▶ _Exercise prompt_:
Emit the entire listing verbatim.

▶ _Supplied material_:
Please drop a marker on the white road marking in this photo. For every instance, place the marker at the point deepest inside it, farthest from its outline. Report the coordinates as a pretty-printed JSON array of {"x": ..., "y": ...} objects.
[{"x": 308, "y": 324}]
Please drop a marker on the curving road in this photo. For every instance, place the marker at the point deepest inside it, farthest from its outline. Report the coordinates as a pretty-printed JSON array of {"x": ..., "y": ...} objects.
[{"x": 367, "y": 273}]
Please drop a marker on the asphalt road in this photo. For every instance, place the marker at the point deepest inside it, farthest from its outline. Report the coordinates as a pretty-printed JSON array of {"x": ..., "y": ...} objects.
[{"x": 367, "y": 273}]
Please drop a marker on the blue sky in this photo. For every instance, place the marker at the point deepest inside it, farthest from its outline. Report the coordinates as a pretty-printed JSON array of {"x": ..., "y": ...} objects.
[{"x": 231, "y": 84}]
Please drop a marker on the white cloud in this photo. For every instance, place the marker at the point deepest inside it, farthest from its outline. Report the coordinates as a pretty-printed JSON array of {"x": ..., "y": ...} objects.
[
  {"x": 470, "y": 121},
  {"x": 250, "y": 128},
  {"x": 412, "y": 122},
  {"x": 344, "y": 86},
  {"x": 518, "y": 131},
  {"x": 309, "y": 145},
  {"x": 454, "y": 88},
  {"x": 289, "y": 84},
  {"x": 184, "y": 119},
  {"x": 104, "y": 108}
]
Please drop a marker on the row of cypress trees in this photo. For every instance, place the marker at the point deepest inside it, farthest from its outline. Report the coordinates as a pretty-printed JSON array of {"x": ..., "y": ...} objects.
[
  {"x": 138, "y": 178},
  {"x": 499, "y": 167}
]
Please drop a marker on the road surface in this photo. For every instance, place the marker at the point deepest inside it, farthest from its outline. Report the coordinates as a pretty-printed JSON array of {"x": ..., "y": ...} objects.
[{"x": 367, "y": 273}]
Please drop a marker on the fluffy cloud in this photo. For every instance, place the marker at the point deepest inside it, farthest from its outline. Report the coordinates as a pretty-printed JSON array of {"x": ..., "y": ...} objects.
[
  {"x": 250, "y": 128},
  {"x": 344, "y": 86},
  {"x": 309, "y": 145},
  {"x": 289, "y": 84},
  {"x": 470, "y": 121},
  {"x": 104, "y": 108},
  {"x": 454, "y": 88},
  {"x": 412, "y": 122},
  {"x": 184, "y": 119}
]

▶ _Exercise result_:
Please drop a marker on the white road marking in this photo. For every instance, place the marker at the point deepest inside it, farthest from its outline. Report the coordinates as a pretty-printed JSON array of {"x": ..., "y": ...} objects.
[{"x": 308, "y": 324}]
Please drop a marker on the curving road in this photo. For every instance, place the marker at the point deepest inside it, farthest from its outline. Report the coordinates as a pretty-printed JSON array of {"x": ..., "y": ...} objects.
[{"x": 367, "y": 273}]
Please drop a marker on the asphalt road in this photo. For every instance, place the marker at the point deepest inside it, farthest from its outline. Report the coordinates as a pretty-printed JSON array of {"x": ..., "y": ...} objects.
[{"x": 367, "y": 273}]
Please drop a marker on the blue sky in this photo. For every instance, place the marker at the point deepest inside it, farthest from its outline. Report the coordinates as a pretty-printed JSON array of {"x": ..., "y": ...} objects.
[{"x": 231, "y": 84}]
Please drop a marker on the white cloud in this photo. For every instance, place the marker at the point deepest inside it, farthest from its outline. Report the coordinates as a pretty-printed JSON array of {"x": ..., "y": ...} objects.
[
  {"x": 470, "y": 121},
  {"x": 250, "y": 128},
  {"x": 412, "y": 122},
  {"x": 344, "y": 86},
  {"x": 518, "y": 131},
  {"x": 309, "y": 145},
  {"x": 454, "y": 88},
  {"x": 289, "y": 84},
  {"x": 184, "y": 119},
  {"x": 104, "y": 108}
]
Please drop a marker on the row of cypress trees in this photo. For every instance, place the marker at the point deepest inside it, farthest from its outline. Report the coordinates as a pretty-printed JSON array of {"x": ..., "y": ...} objects.
[
  {"x": 138, "y": 178},
  {"x": 499, "y": 167}
]
Please drop a marker on the road surface in this photo. For every instance, place the marker at the point deepest inside it, farthest from its outline. Report the coordinates as a pretty-printed JSON array of {"x": ..., "y": ...} objects.
[{"x": 367, "y": 273}]
Please drop a marker on the fluffy cloud in this photo. For every instance, place the marker at the point deepest inside it, farthest from its outline. Report the coordinates as a pretty-printed JSON array of {"x": ..., "y": ...} objects.
[
  {"x": 250, "y": 128},
  {"x": 344, "y": 86},
  {"x": 309, "y": 145},
  {"x": 289, "y": 84},
  {"x": 470, "y": 121},
  {"x": 104, "y": 108},
  {"x": 454, "y": 88},
  {"x": 412, "y": 122},
  {"x": 184, "y": 119}
]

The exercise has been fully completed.